• Given problem
Return the records, each one exactly as written.

** Begin **

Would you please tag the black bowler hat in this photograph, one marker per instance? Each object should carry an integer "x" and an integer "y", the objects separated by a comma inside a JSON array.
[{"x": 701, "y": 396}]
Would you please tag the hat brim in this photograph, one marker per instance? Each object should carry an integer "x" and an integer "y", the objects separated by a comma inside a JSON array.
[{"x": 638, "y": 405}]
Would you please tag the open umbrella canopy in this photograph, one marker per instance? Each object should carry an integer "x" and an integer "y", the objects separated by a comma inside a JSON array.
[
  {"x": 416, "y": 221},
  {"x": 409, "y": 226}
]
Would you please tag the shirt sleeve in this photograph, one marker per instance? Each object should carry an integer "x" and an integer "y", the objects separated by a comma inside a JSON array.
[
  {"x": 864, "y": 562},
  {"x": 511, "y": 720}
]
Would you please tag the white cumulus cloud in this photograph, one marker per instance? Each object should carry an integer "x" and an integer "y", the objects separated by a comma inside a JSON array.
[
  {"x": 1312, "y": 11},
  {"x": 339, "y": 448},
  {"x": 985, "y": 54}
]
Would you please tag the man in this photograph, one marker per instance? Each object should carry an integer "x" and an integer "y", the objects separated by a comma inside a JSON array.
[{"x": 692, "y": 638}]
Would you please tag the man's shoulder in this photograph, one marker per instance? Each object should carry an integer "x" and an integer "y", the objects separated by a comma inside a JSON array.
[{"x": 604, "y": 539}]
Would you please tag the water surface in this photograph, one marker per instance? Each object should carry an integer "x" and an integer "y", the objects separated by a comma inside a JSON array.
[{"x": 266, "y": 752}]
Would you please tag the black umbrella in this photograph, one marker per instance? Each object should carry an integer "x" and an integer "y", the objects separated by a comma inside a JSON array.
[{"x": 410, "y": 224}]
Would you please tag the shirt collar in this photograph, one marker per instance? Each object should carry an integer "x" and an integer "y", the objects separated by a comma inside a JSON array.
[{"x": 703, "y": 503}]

** End **

• Worked answer
Would you please tag the black bowler hat in this photograph, one marker per instance? Each object should carry an integer "x" and an integer "y", the objects separated by a comma inside a JSON array.
[{"x": 701, "y": 396}]
Would you please tag the hat brim in this photograph, one marker per instance? Each object should carry an integer "x" and an integer "y", the objects separated by a comma inside a JSON array.
[{"x": 638, "y": 405}]
Would you please tag the open umbrella canopy in this photograph, one marker per instance? Each object should carry an integer "x" and an integer "y", the objects separated by a comma inside a JSON array.
[
  {"x": 416, "y": 221},
  {"x": 409, "y": 226}
]
Would you please tag the shirt sleeve in this photograph, one marker per instance? Each object should carry an integer "x" and an integer "y", the objects separated by a comma inside a JSON array.
[
  {"x": 864, "y": 562},
  {"x": 511, "y": 720}
]
Would you please tag the white cumulus cloud in this photograph, one marker per instance? Each object should carry an integer "x" and an integer "y", the objects separated by a comma inside a JSON array.
[
  {"x": 1312, "y": 11},
  {"x": 339, "y": 448},
  {"x": 985, "y": 54}
]
Would you please tag the man in this photograph, one marker per instance? Each object should carry an integer "x" and an integer "y", the objects separated by a comma inside a JSON array.
[{"x": 692, "y": 638}]
Would you please tag the man's shoulder in this photograph, one marker per instance? Each object should carry an integer "x" and an integer "y", the objects separated by a comma inside a JSON array.
[{"x": 604, "y": 539}]
Would you please tag the water surface in this photograph, one marker per instance? Each object should carry an integer "x" and an integer "y", the objects separated by a comma inside a JSON array.
[{"x": 266, "y": 752}]
Would you please tag the black umbrella in this photograph, one marker per instance? Each object should carry an integer "x" and an integer "y", the objects separated by a comma inside a JSON array.
[{"x": 410, "y": 224}]
Would you please tag the shirt collar in this photograph, one marker per instance? Each object should carry an integer "x" and an integer "y", the objects separated by a comma inside a JSON array.
[{"x": 703, "y": 503}]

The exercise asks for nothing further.